» **Problems and tasks**:
1 – Echo the StackWise Virtual post word for word, starting with "First of all, let’s" and going on through "SWV Header (SVH).".
2 – Based on the StackWise Virtual post, decide whether each statement is true. Answer yes or no and quote the deciding words. (a) The SWV Domain ID can be any value from 1 to 255. (b) SWV can combine three physical switches into one logical entity. (c) The SWV Link uses Port-Channel 128.
3 – Write the next part of the StackWise Virtual post, picking up after its final sentence.

--- START OF Selected passage ---

Catalyst 9500 and StackWise Virtual

Hi chaps. Fisrt of all, I would like to apologize for lack of activity on this blog. The company where I work was hit by NotPetya ransomware last summer. As a result, we worked absolutely crazy hours for many months to recover all our services and secure our network. I simply had no spare time to contribute to this blog. Anyway, things are much more stable and steady now, so I will try to get back to my hobbies.

Today I would like to give you a brief overview of StackWise Virtual technology, which Cisco has introduced in Denali 16.3.3 IOS-XE.

Originally, only Catalyst 3850 48XS switching platform supported this feature. At the moment of writing of these notes, Cisco announced support of the feature across all Catalyst 9500 series.

So, what is it then?

StackWise Virtual is basically a new name for well-known Virtual Switching System (VSS) feature. Cisco simplified VSS and named it differently. This is how SWV was born 😀

First of all, let’s cover main components of StackWise Virtual or Virtual Switching System technologies. From now on I will refer to both technologies as SWV (this post is about SWV after all)

  • SWV Domain – this is basically an ID of virtual entity, can be anything from 1 to 255, but both switches must have an identical ID, or SWV won’t be formed;
  • SWV Link – logical link that interconnects switches in SWV Domain. It is used to synchronize stateful information between Active and Hot-Standby switches, as well as forward data. SWV Link can be made of multiple physical interfaces, normally 2 or 4 (up to 8). It uses Port-Channel 128, which is reserved for this use case. This link is solely used by NSF and SSO protocols. All data sent over this link is being encapsulated using 64-bytes long SWV Header (SVH).
  • SWV Dual Active Detection Link – this link is required to detect Dual Active scenario, when SWV Link fails, but both switches are alive. If such condition occurs both switches take over Active Supervisor’s role. This is bad, ok? Hence, a dedicated link is used to provide heartbeat functionality. Note! Latest IOS-XE versions support Dual Active Detection over ePAgP MEC (see below).

SWV combines two (and only two) physical switches into one single logical entity. Hence the new name – StackWise Virtual. It literally looks like two switches have been stacked using fiber cables instead of Cisco’s StackWise-480 option. One switch becomes Active Supervisor, which is responsible for all Management and Control functions (L2 and L3 protocols). Both switches perform forwarding functions though. One of the biggest differences as opposed to standard StackWise-480, is ring’s bandwidth. Cisco StackWise-480 technology on Catalyst 3850 and Catalyst 9300 switches offers 480Gbps of ring’s bandwidth (speed of backplane). It’s practically impossible to achieve the same with SWV. For example, Catalyst C9500-24Q switch has 24 40Gbps ports. It is very likely that 2 or maximum 4 ports will be allocated for SWV link. This results into maximum virtual ring bandwidth of 160Gbps.

--- END OF Selected passage ---
--- START OF Data provided ---

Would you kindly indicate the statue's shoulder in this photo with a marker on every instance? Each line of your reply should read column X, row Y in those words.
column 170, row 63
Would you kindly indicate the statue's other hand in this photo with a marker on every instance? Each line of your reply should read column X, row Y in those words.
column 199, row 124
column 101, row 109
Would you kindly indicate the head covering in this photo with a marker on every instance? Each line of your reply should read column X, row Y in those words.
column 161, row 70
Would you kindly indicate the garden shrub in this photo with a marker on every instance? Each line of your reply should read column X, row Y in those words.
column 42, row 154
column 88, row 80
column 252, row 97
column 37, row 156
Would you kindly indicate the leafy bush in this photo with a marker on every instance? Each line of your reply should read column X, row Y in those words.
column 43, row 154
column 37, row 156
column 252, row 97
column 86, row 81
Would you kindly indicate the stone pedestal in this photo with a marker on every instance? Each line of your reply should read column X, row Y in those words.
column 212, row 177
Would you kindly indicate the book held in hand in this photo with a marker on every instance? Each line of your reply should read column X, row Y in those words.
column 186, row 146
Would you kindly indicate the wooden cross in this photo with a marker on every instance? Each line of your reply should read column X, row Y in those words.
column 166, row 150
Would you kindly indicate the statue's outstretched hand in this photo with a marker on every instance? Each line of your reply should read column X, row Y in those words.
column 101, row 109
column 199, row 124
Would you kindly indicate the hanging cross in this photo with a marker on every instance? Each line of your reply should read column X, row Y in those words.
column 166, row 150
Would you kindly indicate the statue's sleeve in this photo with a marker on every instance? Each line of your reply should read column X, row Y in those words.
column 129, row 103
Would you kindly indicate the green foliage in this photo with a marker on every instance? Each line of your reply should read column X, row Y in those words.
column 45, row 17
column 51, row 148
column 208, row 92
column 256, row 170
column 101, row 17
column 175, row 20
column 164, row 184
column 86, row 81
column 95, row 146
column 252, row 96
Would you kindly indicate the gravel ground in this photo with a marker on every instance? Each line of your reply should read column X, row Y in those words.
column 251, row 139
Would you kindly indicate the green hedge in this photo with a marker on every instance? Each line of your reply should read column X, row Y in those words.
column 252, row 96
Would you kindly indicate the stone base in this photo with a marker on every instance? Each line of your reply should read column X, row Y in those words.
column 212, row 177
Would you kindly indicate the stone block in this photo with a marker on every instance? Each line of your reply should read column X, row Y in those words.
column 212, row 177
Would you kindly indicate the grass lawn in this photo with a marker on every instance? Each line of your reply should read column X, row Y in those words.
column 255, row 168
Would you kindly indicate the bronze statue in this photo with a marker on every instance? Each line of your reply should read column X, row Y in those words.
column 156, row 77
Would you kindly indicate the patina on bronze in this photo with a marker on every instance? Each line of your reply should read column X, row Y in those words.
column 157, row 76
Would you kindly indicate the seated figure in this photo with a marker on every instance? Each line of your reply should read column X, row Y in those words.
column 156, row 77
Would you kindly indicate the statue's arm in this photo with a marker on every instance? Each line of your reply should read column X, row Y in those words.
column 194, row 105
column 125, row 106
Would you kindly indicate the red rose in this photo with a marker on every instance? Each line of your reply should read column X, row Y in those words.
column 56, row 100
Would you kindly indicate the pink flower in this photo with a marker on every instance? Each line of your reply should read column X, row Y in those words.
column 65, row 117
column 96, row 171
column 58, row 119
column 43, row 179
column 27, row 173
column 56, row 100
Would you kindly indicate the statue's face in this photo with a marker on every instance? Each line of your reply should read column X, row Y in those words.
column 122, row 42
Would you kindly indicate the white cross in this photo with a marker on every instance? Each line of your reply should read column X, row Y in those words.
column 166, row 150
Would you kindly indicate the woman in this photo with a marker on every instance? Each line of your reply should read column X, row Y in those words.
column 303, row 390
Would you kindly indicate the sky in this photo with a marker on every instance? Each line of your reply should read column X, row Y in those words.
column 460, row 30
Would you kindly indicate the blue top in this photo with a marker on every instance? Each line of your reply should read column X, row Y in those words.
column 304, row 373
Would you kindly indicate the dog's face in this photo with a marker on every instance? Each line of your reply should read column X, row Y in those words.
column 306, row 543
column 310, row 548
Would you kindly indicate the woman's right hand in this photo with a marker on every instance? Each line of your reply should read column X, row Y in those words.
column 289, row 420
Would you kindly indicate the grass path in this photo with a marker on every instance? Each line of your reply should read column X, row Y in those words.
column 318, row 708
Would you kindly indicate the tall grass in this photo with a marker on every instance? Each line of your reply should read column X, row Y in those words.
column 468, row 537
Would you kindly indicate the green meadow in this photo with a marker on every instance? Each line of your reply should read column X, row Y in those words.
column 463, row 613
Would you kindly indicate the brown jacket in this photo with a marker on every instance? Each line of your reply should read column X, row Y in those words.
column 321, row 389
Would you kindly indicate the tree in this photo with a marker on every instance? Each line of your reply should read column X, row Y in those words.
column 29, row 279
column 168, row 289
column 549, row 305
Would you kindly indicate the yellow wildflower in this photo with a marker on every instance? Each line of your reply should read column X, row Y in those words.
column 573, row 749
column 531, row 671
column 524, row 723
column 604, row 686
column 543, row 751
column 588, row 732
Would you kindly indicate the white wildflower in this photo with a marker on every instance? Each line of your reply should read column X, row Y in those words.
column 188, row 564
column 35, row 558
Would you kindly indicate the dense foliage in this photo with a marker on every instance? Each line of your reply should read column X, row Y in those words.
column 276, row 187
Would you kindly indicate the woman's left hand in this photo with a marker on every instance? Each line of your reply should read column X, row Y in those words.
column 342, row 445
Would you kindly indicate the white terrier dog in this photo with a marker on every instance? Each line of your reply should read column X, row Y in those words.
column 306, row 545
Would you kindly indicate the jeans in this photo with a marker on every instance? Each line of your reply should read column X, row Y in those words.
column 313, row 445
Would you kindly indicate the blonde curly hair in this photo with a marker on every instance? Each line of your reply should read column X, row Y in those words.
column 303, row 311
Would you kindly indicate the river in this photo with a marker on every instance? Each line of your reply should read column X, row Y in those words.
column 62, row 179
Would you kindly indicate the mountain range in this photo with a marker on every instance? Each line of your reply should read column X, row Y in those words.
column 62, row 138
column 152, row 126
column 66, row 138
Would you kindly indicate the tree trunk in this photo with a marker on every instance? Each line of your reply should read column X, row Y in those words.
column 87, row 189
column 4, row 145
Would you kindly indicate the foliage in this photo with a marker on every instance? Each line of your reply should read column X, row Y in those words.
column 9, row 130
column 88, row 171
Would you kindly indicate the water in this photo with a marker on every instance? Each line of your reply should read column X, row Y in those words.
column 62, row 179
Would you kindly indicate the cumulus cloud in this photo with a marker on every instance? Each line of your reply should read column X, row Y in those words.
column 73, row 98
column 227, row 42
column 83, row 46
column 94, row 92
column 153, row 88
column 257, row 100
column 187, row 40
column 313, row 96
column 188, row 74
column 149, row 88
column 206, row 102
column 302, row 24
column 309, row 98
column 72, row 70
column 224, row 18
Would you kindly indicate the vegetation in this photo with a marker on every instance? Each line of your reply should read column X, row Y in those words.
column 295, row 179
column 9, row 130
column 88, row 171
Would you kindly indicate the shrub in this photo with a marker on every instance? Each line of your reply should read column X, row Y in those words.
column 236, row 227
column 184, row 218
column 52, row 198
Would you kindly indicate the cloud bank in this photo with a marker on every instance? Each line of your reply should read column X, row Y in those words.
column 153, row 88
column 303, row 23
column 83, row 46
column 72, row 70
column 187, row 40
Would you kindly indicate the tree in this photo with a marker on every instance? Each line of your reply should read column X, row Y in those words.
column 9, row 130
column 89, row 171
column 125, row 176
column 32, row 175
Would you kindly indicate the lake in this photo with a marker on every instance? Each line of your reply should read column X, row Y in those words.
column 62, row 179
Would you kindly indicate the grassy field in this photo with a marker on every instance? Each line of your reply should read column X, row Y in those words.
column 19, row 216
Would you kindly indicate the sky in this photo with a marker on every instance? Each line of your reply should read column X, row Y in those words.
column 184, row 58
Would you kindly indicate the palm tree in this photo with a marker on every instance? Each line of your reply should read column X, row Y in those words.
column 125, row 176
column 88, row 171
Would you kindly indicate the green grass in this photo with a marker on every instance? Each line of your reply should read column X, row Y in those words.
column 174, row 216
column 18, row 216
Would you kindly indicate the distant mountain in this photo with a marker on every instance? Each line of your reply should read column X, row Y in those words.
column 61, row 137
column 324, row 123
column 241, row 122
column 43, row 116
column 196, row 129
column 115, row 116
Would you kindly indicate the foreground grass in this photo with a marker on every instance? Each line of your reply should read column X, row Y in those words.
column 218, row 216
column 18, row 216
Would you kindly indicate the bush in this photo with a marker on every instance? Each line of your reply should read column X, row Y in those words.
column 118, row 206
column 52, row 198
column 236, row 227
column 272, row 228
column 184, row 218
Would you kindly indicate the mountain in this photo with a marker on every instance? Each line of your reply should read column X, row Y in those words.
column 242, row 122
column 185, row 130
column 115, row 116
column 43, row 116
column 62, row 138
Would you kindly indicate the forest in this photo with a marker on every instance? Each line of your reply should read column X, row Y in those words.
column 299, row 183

--- END OF Data provided ---

» **Results in order**:
1 –
First of all, let’s cover main components of StackWise Virtual or Virtual Switching System technologies. From now on I will refer to both technologies as SWV (this post is about SWV after all)

  • SWV Domain – this is basically an ID of virtual entity, can be anything from 1 to 255, but both switches must have an identical ID, or SWV won’t be formed;
  • SWV Link – logical link that interconnects switches in SWV Domain. It is used to synchronize stateful information between Active and Hot-Standby switches, as well as forward data. SWV Link can be made of multiple physical interfaces, normally 2 or 4 (up to 8). It uses Port-Channel 128, which is reserved for this use case. This link is solely used by NSF and SSO protocols. All data sent over this link is being encapsulated using 64-bytes long SWV Header (SVH).

2 –
(a) Yes: "can be anything from 1 to 255"
(b) No: "SWV combines two (and only two) physical switches into one single logical entity"
(c) Yes: "It uses Port-Channel 128, which is reserved for this use case"

3 –
In case of classic EtherChannels (and StackWise-480), switches consult hash functions to decide which port/interface will be used to forward the traffic. It is not unusual for traffic to arrive on one switch and to be forwarded via the port on another switch – 480Gbps backplane capacity is what makes it latency-free. This behavior requires some improvement with SWV to make sure switches avoid sending data to remote switch over SWV Link. Multichassis EtherChannels (MEC) helps to overcome this problem.

In case of MEC, switch tries to send data using one of the local interfaces that are members of the same MEC. That is, hashing functions are still consulted, but scope is limited to local interfaces. If MEC consists of two physical interfaces (one per switch), then each switch will send data over its local interface. Alternatively, if MEC consists of four physical interfaces (two per switch, like on the picture above), then hash functions will load balance traffic across two local interfaces. That is, SWV Link will not be used to forward data towards Dual-Homed devices. In case of topology that is shown bove, if Switch on the left receives traffic that will be destined to Downstream switch (TOP) it will load balance between Fo1/0/1 and Fo1/0/2 interfaces and won’t use Fo2/0/1 and Fo2/0/2 as it involves SWV Link.

Data traverses SWV Link towards remote switch when (a) all local MEC members have failed; and (b) data comes from/to Single Homed devices (not recommended).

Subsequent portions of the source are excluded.